(Collection entries)
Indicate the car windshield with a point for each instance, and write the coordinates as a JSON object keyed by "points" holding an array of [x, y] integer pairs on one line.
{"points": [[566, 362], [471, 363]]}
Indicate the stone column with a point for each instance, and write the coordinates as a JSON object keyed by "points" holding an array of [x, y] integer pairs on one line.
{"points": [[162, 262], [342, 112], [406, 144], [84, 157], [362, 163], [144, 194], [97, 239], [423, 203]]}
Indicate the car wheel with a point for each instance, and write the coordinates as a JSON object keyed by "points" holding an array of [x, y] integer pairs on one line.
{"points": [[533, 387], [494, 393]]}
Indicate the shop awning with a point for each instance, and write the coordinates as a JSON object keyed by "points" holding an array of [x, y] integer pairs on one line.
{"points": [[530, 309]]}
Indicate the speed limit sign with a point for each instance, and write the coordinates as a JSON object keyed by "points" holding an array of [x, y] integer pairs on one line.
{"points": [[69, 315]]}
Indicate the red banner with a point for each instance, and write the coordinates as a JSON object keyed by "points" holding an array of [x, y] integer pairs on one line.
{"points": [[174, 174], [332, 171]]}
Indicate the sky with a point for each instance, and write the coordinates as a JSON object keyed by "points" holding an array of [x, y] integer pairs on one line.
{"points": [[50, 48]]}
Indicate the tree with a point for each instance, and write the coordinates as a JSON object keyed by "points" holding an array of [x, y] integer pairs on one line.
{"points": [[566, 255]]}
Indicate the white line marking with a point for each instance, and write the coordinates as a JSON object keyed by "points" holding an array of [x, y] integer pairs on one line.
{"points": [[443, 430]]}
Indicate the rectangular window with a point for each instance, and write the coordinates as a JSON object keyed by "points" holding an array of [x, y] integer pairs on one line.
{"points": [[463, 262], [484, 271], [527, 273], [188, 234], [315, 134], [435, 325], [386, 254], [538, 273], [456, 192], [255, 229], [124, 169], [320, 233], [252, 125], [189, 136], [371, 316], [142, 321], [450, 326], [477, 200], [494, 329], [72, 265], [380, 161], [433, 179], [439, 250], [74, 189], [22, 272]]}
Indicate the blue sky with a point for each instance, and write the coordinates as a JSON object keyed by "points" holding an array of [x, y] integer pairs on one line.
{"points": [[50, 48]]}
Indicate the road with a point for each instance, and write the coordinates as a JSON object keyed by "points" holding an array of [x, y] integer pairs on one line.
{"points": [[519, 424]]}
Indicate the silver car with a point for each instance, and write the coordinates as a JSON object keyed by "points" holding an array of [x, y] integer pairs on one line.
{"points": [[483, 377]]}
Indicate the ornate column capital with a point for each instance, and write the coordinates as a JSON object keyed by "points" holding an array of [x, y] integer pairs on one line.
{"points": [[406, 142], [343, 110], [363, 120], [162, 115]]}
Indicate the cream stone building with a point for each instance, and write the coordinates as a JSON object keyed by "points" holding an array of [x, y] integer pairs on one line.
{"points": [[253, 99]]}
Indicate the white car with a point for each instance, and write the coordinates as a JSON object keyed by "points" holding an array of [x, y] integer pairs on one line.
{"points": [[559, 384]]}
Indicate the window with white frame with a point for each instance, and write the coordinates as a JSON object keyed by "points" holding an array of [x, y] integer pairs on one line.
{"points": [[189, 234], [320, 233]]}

_BRIEF:_ Print the records above once again, exactly as written.

_RESULT OF THE EXERCISE:_
Indicate the car windshield with a point for each instance, and write the coordinates as a JSON object keyed by "points" holding an array of [x, y] integer pairs on one line.
{"points": [[566, 362], [471, 363]]}
Indicate the stone column with a point for each instance, and write the coordinates as a JSON object keyed by "points" holding an array of [x, y] integer pairs on one line.
{"points": [[162, 262], [342, 112], [406, 144], [84, 157], [362, 163], [144, 194], [97, 239], [423, 203]]}
Indicate the car wheel with a point for each instance, and write the coordinates as a JSON object keyed by "points" holding an array of [x, y] integer pairs on one line.
{"points": [[533, 387], [494, 393]]}
Indicate the shop awning with a point for each instance, and write the coordinates as a JSON object keyed by "points" holding an array of [x, y] integer pairs on one line.
{"points": [[530, 309]]}
Indicate the speed limit sign with a point for each instance, and write the coordinates as a JSON object keyed by "points" holding an array of [x, y] integer pairs on one line.
{"points": [[69, 315]]}
Indicate the red banner with a point for each instance, and write the coordinates as a JSON object keyed by "points" holding an array of [x, y] integer pairs on one line.
{"points": [[174, 174], [332, 171]]}
Indicate the sky with a point for each instance, and write the coordinates as a JSON object keyed by "points" holding an array of [x, y] integer pairs on one line.
{"points": [[50, 48]]}
Indicate the tree with a point for each instance, and write the coordinates as a JSON object keyed by "points" holding an array of [x, y] integer pairs on one line.
{"points": [[566, 255]]}
Indicate the white line marking with a point for each instance, and write the coordinates as a JSON object keyed by "points" holding an array of [x, y] integer pairs on one line.
{"points": [[443, 430]]}
Indicate the rectangular window with a point for each instance, and write the coordinates as a JSON object keyed by "points" holding an array of [x, y] integer pairs on one line.
{"points": [[463, 262], [484, 271], [527, 273], [188, 234], [315, 134], [435, 325], [386, 254], [538, 273], [456, 192], [255, 229], [124, 169], [320, 233], [252, 125], [189, 136], [371, 316], [142, 321], [450, 326], [477, 200], [494, 329], [72, 265], [380, 161], [433, 179], [439, 250], [74, 189], [22, 272]]}
Indicate the blue sky with a point for each instance, and write the coordinates as a JSON object keyed by "points" holding an array of [x, y] integer pairs on one line.
{"points": [[50, 48]]}
Indicate the road with a point for each instance, and write the coordinates as a JSON object keyed by "points" holding an array of [x, y] integer pairs on one line.
{"points": [[519, 424]]}
Indicate the silver car with a point for each instance, and write the coordinates as a JSON object keyed by "points" holding an array of [x, y] integer pairs on one line.
{"points": [[483, 377]]}
Indicate the ornate column capital with a point for each instance, and write the coordinates as a JSON object keyed by "points" holding an array of [x, y] integer pairs on one line.
{"points": [[406, 142], [343, 110], [363, 120], [162, 115]]}
Indicate the cream stone building with a point for each instance, and write the coordinates as a JSON object keyed by "points" holding an array of [x, y] integer pairs on one line.
{"points": [[253, 99]]}
Indicate the white car with a point for each instance, and write the coordinates as a JSON object keyed by "points" holding an array of [x, y] integer pairs on one line.
{"points": [[559, 384]]}
Indicate the window with white frame with a point for each instance, and write the coordinates as a JSON object keyed by "points" holding an array of [x, y] integer pairs on one line.
{"points": [[189, 234], [320, 233]]}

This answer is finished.